BRIEF A: Gather every line of the records below that contains the word "church", treating case as significant.

TEXT:
........

The world of Music Theatre has witnessed several generations of performers tread the coveted boards of Australian theatre and lays claim to some amazing talent, many of whom have experienced international success. Currently, we are blessed with having five Performing Arts institutions of note, that been churning out over 100 new professional performers each year. Unfortunately, while there seems to be no slowing down in terms of the scale talent being developed and ready for work, the number of professional productions required to maintain this available workforce has not kept pace, resulting in a saturation of music theatre performers who find themselves unable to claim musical theatre as their main source of income.

It’s harder than before to get one foot into the audition room, let alone pick up a featured role and so it’s proving difficult for a new generation of performers to make their way to the front of the stage. That said however, the new “up and coming” generation is definitely not giving up without a fight and several productions have popped up across Australia, which specifically cater to this glut of talent.  In response to the distinct lack of opportunity available for these performers, some of these productions have been written by young people, for young people.  Even mega musicals such as the new Australian tour of Les Miserables have resisted the urge to cast more well known performers and have created more opportunities for our younger, fresh faced artists.

Enter from stage left, Emily Langridge, a graduate from the 2012 WAAPA class and a performer that has made absolute leaps and bounds in her already blossoming career. Brisbane born and bred, Emily studied at the Australian Dance Performance Institute before being accepted into the Western Australian Academy of Performing Arts in 2010.

........

RECORDS TO PROCESS:
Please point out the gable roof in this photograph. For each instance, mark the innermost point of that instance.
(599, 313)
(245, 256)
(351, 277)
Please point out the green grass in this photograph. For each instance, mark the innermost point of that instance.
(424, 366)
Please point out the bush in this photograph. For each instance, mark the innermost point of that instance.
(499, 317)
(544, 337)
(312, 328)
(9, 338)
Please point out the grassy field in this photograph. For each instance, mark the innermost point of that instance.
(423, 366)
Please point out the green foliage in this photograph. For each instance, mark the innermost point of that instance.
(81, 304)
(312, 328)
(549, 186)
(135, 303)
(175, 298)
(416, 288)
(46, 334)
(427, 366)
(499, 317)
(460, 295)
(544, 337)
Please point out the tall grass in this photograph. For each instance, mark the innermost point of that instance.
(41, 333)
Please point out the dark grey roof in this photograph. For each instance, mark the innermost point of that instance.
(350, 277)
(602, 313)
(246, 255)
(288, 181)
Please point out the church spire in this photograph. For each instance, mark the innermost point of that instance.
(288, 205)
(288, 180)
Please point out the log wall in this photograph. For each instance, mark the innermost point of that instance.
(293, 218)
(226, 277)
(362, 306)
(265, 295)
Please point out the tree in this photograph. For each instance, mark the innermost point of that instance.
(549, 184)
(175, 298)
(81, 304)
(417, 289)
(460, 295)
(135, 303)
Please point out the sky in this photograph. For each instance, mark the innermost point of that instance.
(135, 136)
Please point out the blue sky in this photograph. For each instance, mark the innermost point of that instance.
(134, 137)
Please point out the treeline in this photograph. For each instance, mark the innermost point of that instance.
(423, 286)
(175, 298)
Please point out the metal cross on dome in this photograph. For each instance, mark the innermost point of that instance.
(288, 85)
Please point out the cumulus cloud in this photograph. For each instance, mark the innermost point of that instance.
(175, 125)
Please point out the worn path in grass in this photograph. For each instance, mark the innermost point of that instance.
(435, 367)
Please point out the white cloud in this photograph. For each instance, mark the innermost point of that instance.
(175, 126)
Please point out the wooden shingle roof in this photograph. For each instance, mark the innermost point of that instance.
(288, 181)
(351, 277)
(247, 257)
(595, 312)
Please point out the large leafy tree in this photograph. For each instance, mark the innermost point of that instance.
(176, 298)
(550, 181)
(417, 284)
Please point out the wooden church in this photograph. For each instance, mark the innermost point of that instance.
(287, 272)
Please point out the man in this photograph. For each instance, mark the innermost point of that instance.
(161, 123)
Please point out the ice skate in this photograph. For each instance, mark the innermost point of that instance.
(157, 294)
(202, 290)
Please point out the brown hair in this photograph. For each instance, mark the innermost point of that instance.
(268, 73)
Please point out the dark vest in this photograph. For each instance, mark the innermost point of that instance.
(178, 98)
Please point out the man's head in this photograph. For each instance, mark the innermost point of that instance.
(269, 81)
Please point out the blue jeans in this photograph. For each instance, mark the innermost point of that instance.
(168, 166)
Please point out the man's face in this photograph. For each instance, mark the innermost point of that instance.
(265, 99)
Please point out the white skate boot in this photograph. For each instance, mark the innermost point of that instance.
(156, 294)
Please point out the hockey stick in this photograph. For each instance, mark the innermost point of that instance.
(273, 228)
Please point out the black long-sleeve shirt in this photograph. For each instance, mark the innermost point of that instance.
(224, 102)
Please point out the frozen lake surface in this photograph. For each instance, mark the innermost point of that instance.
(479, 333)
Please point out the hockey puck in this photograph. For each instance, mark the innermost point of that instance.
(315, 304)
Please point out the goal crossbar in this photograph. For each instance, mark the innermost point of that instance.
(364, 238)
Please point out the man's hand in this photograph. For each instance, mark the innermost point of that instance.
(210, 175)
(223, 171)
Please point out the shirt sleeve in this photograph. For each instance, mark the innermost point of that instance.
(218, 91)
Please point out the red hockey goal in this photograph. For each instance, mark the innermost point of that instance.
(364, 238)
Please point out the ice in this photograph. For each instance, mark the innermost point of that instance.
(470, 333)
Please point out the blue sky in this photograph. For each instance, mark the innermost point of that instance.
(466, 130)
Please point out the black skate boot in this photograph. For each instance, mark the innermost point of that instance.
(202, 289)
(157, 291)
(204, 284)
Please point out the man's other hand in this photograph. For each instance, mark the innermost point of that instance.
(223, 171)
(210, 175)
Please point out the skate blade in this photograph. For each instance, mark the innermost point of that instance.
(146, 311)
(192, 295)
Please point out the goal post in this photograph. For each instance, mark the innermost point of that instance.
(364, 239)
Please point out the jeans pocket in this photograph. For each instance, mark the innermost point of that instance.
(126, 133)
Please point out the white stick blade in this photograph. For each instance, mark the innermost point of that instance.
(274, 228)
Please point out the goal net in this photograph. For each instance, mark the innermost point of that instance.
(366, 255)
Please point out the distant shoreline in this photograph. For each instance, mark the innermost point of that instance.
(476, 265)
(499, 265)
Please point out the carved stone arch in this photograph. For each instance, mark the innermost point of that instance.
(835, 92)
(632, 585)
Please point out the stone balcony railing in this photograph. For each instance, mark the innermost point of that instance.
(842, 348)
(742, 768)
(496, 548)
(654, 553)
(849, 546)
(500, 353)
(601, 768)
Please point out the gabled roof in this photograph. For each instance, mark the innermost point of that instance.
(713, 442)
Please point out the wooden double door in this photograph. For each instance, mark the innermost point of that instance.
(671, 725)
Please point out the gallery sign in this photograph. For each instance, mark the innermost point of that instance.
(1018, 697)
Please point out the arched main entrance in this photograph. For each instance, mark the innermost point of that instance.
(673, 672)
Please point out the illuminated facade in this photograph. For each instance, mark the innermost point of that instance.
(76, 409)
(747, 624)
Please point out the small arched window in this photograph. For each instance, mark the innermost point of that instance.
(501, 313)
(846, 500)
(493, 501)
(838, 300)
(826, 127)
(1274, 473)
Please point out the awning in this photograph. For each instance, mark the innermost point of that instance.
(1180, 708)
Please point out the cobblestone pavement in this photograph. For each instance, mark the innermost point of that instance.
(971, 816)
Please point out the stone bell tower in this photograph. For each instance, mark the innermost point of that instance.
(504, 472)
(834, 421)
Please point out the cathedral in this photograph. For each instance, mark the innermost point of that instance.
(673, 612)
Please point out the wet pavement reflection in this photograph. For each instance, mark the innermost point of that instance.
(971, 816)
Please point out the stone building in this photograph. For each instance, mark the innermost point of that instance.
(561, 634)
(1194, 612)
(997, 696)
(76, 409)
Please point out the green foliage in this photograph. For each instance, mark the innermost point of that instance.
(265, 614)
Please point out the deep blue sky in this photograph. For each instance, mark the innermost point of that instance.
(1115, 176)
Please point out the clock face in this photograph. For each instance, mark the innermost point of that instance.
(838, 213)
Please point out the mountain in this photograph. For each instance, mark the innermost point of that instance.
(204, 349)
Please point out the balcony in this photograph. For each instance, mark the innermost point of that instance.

........

BRIEF B:
Answer these questions from the text on Australian music theatre above:
(i) How many Performing Arts institutions of note does Australia currently have?
(ii) Which mega musical's new Australian tour has created more opportunities for younger artists?
(iii) In which year's WAAPA class did Emily Langridge graduate?

FINAL ANSWER A:
Please point out the church spire in this photograph. For each instance, mark the innermost point of that instance.
Please point out the wooden church in this photograph. For each instance, mark the innermost point of that instance.

FINAL ANSWER B:
(i) Five
(ii) Les Miserables
(iii) 2012